What the task requires: The data below should be printed in full, exactly, and without any of its images.

[Data records]
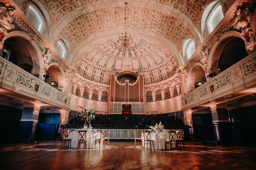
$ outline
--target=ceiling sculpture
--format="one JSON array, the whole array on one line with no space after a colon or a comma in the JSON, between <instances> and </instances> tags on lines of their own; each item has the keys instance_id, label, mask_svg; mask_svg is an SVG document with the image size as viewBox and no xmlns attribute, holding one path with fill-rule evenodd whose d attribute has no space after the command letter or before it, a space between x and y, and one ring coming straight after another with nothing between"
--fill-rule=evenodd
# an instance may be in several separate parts
<instances>
[{"instance_id":1,"label":"ceiling sculpture","mask_svg":"<svg viewBox=\"0 0 256 170\"><path fill-rule=\"evenodd\" d=\"M108 84L113 71L142 71L148 84L171 77L184 64L184 40L192 38L196 44L201 43L203 7L213 1L39 2L50 18L49 39L63 38L68 42L71 57L66 59L81 76ZM135 44L127 49L116 48L115 43L125 29Z\"/></svg>"},{"instance_id":2,"label":"ceiling sculpture","mask_svg":"<svg viewBox=\"0 0 256 170\"><path fill-rule=\"evenodd\" d=\"M136 35L132 34L131 37L135 37ZM115 48L117 40L113 39L90 47L77 61L78 73L104 84L109 83L113 71L143 72L145 84L159 82L173 75L178 66L176 57L171 51L155 40L132 39L135 42L129 48Z\"/></svg>"}]
</instances>

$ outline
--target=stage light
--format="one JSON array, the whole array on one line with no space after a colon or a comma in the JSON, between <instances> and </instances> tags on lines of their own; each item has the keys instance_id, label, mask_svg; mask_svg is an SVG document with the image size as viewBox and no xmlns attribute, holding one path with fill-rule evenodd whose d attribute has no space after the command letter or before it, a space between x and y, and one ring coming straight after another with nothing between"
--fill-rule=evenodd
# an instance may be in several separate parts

Answer to this exercise:
$ outline
--target=ceiling sculpture
--format="one JSON array, the whole array on one line with no space after a colon or a comma in the JSON, between <instances> and </instances> tags on lines of their own; each item has the keys instance_id, label, mask_svg; mask_svg is an SVG document with the image size as viewBox and no xmlns attribute, holding one path with fill-rule evenodd whose d attribute has no space after the command letter or before it, a space between x and y, and one ring coming straight after another with nothing between"
--fill-rule=evenodd
# an instance may be in several separate parts
<instances>
[{"instance_id":1,"label":"ceiling sculpture","mask_svg":"<svg viewBox=\"0 0 256 170\"><path fill-rule=\"evenodd\" d=\"M108 84L113 71L142 71L148 84L171 77L184 64L184 40L192 38L196 44L201 43L203 7L213 1L39 2L50 18L49 39L63 38L68 42L71 57L66 59L81 76ZM135 44L127 49L116 48L115 43L125 29Z\"/></svg>"},{"instance_id":2,"label":"ceiling sculpture","mask_svg":"<svg viewBox=\"0 0 256 170\"><path fill-rule=\"evenodd\" d=\"M136 35L132 34L131 37L135 37ZM115 48L117 40L113 39L90 47L77 61L78 73L104 84L109 83L113 71L143 72L145 84L159 82L173 75L178 66L176 57L171 51L155 40L132 39L135 42L129 48Z\"/></svg>"}]
</instances>

$ outline
--target=stage light
--format="one JSON array, the whole array on one line with no space after a colon or a comma in the JSON, between <instances> and </instances> tags on lines of their own; each item has the keys instance_id, label, mask_svg; mask_svg is an SVG document with the image size as viewBox and no xmlns attribute, holding one path with fill-rule evenodd whose d attribute has no space after the command letter or before it, a space between x and y, and one ring coming straight after another with nothing between"
--fill-rule=evenodd
# an instance may be in several separate parts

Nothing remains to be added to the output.